Position identification records:
______

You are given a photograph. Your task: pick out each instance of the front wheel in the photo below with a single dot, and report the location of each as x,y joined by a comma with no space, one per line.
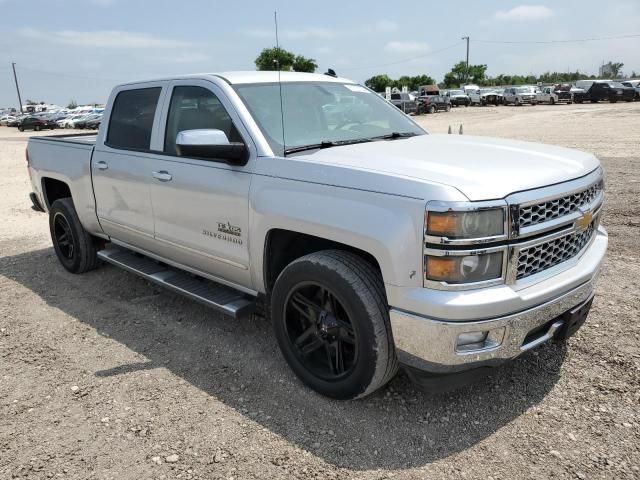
75,248
331,320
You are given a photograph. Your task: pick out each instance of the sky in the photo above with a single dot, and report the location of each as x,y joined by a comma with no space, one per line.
80,49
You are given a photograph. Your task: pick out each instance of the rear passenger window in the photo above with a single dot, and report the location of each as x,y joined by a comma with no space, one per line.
194,108
131,119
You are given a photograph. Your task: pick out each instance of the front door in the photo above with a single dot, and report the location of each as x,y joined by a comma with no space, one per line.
120,166
200,206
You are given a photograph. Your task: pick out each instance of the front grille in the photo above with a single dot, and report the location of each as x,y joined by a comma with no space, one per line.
542,212
545,255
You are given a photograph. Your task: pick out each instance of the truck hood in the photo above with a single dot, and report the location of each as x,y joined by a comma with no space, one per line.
482,168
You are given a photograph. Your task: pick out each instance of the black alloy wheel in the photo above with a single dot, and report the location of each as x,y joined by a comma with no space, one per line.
64,237
320,332
74,246
331,321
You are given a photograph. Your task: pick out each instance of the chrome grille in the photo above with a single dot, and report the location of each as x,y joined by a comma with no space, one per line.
545,255
542,212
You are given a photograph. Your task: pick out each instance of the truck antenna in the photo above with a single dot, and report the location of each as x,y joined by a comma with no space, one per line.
275,20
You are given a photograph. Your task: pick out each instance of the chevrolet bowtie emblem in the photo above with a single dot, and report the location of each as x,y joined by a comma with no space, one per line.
584,221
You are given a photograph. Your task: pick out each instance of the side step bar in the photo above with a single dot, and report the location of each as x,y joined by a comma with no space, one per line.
222,298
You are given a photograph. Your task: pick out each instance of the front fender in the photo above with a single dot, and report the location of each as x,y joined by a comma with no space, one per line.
388,227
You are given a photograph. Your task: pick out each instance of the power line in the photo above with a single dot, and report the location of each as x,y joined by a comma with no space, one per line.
67,75
580,40
405,59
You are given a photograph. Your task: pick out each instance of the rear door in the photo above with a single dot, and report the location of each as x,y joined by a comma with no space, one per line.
201,206
120,165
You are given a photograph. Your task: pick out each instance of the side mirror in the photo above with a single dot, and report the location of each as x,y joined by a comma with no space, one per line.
213,144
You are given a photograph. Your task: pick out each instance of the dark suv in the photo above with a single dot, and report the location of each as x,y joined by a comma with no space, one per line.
403,102
433,103
35,123
605,90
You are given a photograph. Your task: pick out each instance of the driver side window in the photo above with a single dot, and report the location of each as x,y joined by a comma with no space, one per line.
194,108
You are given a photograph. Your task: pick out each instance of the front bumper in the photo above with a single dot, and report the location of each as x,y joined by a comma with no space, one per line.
431,344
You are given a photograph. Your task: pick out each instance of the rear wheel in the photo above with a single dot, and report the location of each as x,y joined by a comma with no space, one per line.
75,248
331,321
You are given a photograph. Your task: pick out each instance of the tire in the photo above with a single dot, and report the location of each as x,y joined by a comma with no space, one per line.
345,303
76,249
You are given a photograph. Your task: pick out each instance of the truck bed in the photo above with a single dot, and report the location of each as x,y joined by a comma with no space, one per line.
78,138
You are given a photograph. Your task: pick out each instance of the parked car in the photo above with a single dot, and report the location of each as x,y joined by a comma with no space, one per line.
81,122
372,245
404,102
67,122
35,123
5,119
635,84
519,96
598,90
553,94
94,123
433,104
458,98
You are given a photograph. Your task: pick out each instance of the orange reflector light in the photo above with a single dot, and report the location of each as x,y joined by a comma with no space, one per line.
443,224
441,268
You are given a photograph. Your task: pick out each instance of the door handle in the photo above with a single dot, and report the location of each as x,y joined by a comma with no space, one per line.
162,175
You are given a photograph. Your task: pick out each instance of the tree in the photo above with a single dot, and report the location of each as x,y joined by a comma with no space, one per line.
458,75
616,69
378,83
277,58
303,64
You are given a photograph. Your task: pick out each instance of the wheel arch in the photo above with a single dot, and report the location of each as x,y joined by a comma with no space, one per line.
283,246
54,189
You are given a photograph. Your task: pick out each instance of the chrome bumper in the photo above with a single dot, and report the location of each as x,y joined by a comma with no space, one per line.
431,345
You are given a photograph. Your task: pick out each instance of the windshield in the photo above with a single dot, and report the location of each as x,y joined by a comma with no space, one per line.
322,113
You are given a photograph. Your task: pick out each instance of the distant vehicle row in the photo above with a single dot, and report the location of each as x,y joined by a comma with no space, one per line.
44,121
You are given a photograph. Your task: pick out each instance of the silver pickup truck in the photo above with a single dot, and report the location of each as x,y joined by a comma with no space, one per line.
371,243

______

DESCRIPTION OF THE TASK: Render the stretch from the line containing "of the parked" through the end of the items as a JSON list of strings, with one string per line and blank lines left out.

RIGHT ANSWER:
[
  "You are given a photograph. Your task: pick out each instance of the parked car in the photo above with a single dot, and report the location of each as x,y joined by a comma with no space, one per line.",
  "81,122",
  "372,245",
  "404,102",
  "67,122",
  "35,123",
  "5,119",
  "635,84",
  "519,96",
  "598,90",
  "553,94",
  "94,123",
  "433,104",
  "458,98",
  "You are given a photograph. Your task: pick out each instance of the orange reflector light in the photo above with a single dot, and report the location of each as x,y joined by a comma with no space, one per line.",
  "443,224",
  "441,268",
  "You are given a photograph. Your task: pick out each instance of the door handle in the photo above with a single dot, and report the location of each as x,y joined by a comma with no space, one per line.",
  "162,175",
  "You are given a photograph. Your task: pick out each instance of the tree in the photo above with a single dot, and report the location of each as x,y joined by a comma with no space, one per line.",
  "458,75",
  "616,69",
  "378,83",
  "277,58",
  "303,64",
  "You are given a photograph. Your task: pick out each instance of the wheel arch in the photo above with a single dot, and report the location of each as x,y joined by a comma with no space, one per line.",
  "283,246",
  "54,189",
  "You are given a photograph. Your task: pick out each instance of the chrome bumper in the photo above with a single dot, and report the location of each as x,y joined by a comma with no space, one per line.",
  "431,345",
  "You are given a photograph. Your task: pick out each instance of the windshield in the photo above with a single dot, and report the location of each as x,y joined by a comma with no space, one per line.",
  "322,113",
  "You are given a photograph. Your task: pick out each instance of the distant vehicle row in the photo above with a single dot, and report the location of each as x,y joined by a comma with no space, one per line.",
  "44,121",
  "You are given a photograph. Your task: pick out each instance of the silver pickup truck in the photo above with a single dot, and report the location of each as x,y joined by a comma with no space, one per line.",
  "371,243"
]